また、重合中は所定重合温度を一定(例えば所定重合温度±5℃)に保つよう、適宜加熱、冷却して調節することが好ましい。重合温度を一定に保つために、予め所定重合温度に温調した分散媒に撹拌下でモノマーを随時滴下してもよい。その際の滴下時間は、モノマー濃度、および重合反応発熱量により異なるが、通常0.5〜20時間、生産性および温度制御の観点から好ましくは1〜10時間である。
【0045】
重合時間は重合による発熱がなくなった時点で終了が確認できるが、通常発熱により重合開始を確認した時点から1〜24時間、工業的観点および重合を完結し、残存モノマーを減少させるとの観点から、好ましくは2〜12時間である。逆相懸濁重合の場合のように、モノマーを随時滴下する場合は滴下終了後から上記時間重合することが好ましい。
上記のモノマー濃度、重合温度および重合時間は、モノマー組成、および開始剤種類等によって適宜調整することができる。
【0046】
重合時の圧力(単位はkPa、以下絶対圧力を示す。)は、特に限定されないが、逆相懸濁重合の場合、重合時の温度調節が容易である点から、好ましくは重合温度において、分散媒が沸騰する圧力または疎水性分散媒と水とが共沸する圧力が好ましい。具体的には、好ましい下限は5kPa、さらに好ましくは12kPa、とくに好ましくは25kPa、好ましい上限は95kPa、さらに好ましくは80kPa、とくに好ましくは65kPaである。
【0047】
重合時のモノマー水溶液のpHは、特に限定されないが、重合速度、得られる水溶性重合体の溶解性の観点から、好ましくは1〜8、さらに好ましくは2〜7、とくに好ましくは3〜6.5である。
【0048】
また、(A)は予め上記の方法による製造の後、ポリマー変性反応させたものでもよい。ポリマー変性反応としては、例えばアクリルアミド等の加水分解性官能基を分子内に有する水溶性不飽和モノマーを使用した場合に、重合時または重合後に苛性アルカリ(水酸化ナトリウム、水酸化カリウム等)または炭酸アルカリ(炭酸ナトリウム、炭酸カリウム等)を添加して、モノマーのアミド基を部分的に加水分解(加水分解率は全モノマーの合計モル数に基づいて約1〜60モル%)してカルボキシル基を導入する方法(例えば、特開昭56−16505号公報)、ホルムアルデヒド、ジアルキル(C1〜12)アミンおよびハロゲン化(例えば塩化、臭化およびヨウ化)アルキル(C1〜12)(例えばメチルクロライドおよびエチルクロライド)を加え、マンニッヒ反応によって部分的にカチオン性基を導入する方法、およびアクリロニトリル等のニトリル基と、ビニルホルムアミド等の加水分解により得られるアミノ基との閉環反応により分子内にアミジン環を形成させる方法(例えば特開平5−192513号公報)が挙げられる。
【0049】
また、(A)として2種以上の水溶性共重合体を用いる場合、予めそれぞれを製造した後に混合してもよいし、一方を予め製造しておき、他方の製造時のモノマーに加えて製造してもよい。

========

指示 A |
原文で苛性アルカリと炭酸アルカリの例として括弧内に示されている化合物を、すべて挙げよ。

所与の情報 |
========

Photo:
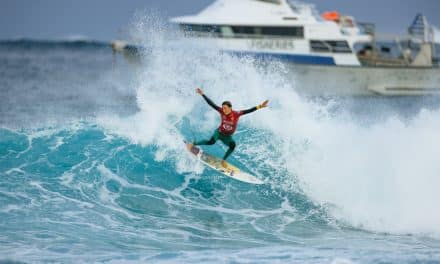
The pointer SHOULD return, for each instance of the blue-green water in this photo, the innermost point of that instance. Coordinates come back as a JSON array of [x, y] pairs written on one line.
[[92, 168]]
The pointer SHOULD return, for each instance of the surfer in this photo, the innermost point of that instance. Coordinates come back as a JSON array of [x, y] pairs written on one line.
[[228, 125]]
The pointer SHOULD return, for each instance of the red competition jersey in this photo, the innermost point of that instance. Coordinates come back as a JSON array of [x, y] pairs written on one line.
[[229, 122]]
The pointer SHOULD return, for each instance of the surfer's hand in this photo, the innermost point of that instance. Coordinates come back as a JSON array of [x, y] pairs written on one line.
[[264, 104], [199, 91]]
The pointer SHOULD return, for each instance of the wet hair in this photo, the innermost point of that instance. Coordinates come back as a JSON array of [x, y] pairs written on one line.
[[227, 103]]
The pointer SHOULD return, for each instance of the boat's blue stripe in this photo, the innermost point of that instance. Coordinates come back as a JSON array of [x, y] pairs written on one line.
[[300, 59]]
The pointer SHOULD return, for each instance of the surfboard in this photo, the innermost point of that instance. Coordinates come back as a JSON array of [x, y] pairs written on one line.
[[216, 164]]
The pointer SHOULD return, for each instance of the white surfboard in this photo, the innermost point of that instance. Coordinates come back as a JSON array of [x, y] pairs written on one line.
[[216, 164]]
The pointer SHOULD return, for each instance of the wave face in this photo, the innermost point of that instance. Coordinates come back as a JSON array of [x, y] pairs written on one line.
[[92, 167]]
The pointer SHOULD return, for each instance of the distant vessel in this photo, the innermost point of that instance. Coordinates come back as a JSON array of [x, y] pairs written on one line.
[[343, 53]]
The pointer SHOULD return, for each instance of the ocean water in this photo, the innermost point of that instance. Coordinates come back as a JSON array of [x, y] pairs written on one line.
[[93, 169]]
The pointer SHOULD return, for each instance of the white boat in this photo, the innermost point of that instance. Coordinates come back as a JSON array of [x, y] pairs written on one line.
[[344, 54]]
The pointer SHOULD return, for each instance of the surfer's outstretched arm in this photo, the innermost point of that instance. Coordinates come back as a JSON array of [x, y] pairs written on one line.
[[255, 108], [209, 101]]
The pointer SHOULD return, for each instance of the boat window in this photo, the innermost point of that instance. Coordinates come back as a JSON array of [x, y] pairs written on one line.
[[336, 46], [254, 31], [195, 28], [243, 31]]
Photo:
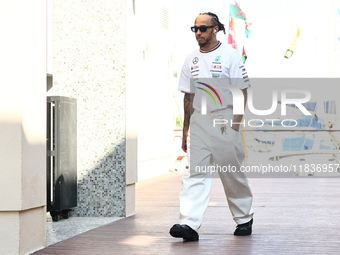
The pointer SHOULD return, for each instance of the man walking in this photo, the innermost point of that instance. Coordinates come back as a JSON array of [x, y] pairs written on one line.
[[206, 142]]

========

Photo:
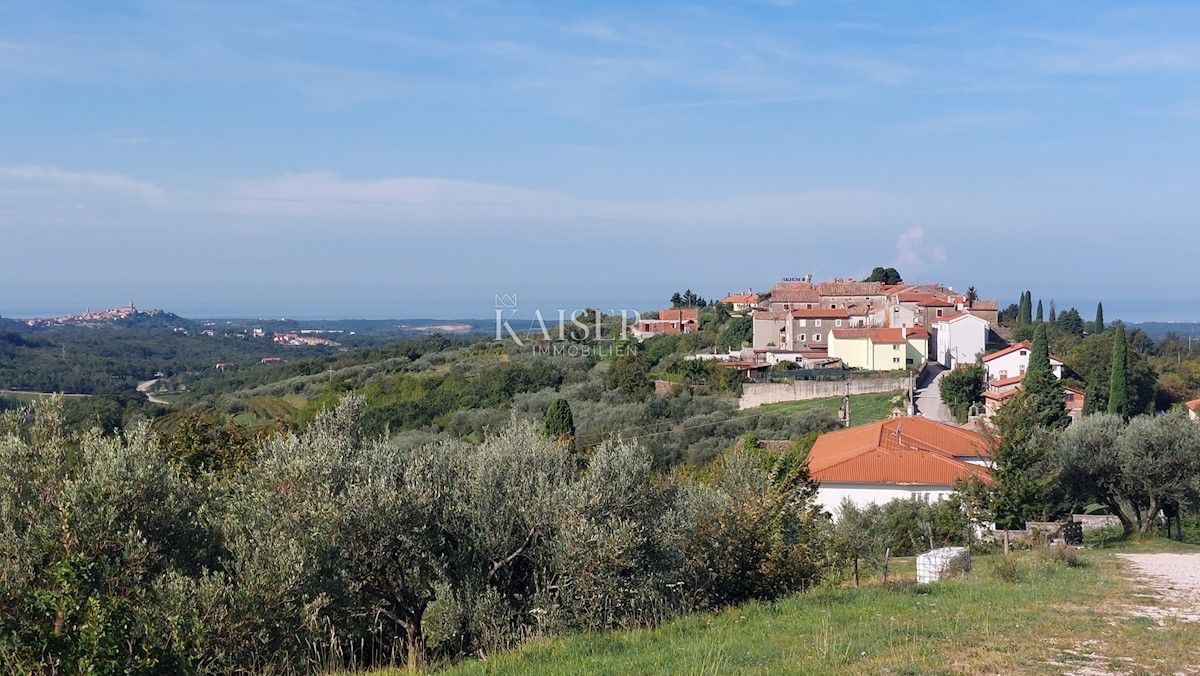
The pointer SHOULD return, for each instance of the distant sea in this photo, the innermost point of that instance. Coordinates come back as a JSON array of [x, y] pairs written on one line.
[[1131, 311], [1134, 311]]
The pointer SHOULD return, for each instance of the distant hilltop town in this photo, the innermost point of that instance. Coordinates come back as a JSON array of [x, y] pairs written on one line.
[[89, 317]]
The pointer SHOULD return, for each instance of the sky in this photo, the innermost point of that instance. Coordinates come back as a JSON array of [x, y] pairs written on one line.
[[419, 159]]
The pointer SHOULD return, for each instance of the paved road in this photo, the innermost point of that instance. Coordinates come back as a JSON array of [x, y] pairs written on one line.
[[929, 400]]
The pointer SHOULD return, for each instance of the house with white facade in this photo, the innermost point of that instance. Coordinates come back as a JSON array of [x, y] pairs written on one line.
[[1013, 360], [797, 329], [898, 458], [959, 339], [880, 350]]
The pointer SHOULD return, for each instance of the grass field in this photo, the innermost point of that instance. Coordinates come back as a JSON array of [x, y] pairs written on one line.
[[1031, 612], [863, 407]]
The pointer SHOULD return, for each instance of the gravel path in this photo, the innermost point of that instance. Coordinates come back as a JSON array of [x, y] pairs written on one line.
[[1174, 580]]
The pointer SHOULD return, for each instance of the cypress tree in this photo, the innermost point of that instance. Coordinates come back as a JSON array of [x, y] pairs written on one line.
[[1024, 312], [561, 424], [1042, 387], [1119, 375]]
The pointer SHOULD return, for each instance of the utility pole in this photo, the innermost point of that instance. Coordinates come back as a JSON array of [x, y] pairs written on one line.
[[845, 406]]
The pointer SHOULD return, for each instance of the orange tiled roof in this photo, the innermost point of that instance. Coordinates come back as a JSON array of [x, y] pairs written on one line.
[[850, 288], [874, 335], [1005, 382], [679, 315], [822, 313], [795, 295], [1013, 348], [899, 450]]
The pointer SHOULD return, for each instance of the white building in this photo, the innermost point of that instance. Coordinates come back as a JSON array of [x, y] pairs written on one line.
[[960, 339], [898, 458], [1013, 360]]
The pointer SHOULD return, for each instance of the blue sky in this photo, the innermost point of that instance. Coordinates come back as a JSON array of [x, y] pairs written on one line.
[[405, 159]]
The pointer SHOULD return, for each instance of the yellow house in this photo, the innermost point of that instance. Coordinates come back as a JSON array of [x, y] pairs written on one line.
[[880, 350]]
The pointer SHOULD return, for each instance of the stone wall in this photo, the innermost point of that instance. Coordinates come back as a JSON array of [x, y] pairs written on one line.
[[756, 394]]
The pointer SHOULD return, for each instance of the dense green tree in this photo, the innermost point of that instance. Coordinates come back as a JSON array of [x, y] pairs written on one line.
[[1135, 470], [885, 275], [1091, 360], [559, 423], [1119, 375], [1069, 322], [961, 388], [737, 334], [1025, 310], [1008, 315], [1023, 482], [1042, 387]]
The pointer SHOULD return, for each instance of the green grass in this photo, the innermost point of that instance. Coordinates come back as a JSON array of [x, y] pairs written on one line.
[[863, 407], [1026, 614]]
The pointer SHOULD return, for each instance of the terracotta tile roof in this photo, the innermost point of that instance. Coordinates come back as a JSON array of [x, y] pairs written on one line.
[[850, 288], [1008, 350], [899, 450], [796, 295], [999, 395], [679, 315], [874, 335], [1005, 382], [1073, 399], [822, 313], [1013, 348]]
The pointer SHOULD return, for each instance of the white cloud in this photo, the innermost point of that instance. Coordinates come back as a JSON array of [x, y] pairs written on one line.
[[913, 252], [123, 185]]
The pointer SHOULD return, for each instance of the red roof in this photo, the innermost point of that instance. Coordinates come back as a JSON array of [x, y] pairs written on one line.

========

指示 B |
上の行のうち、「The pointer SHOULD return, for each instance of the terracotta」を含む行から「[[913, 252], [123, 185]]」を含む行までを、「in this photo」を「in this picture」に置き換えて修正し、それ以外は変えずに示せ。

完全な解答 A |
水酸化ナトリウム、水酸化カリウム、炭酸ナトリウム、炭酸カリウム

完全な解答 B |
The pointer SHOULD return, for each instance of the terracotta tile roof in this picture, the innermost point of that instance. Coordinates come back as a JSON array of [x, y] pairs written on one line.
[[850, 288], [1008, 350], [899, 450], [796, 295], [999, 395], [679, 315], [874, 335], [1005, 382], [1073, 399], [822, 313], [1013, 348]]
The pointer SHOULD return, for each instance of the white cloud in this picture, the innermost point of that instance. Coordinates come back as a JSON array of [x, y] pairs written on one line.
[[913, 252], [123, 185]]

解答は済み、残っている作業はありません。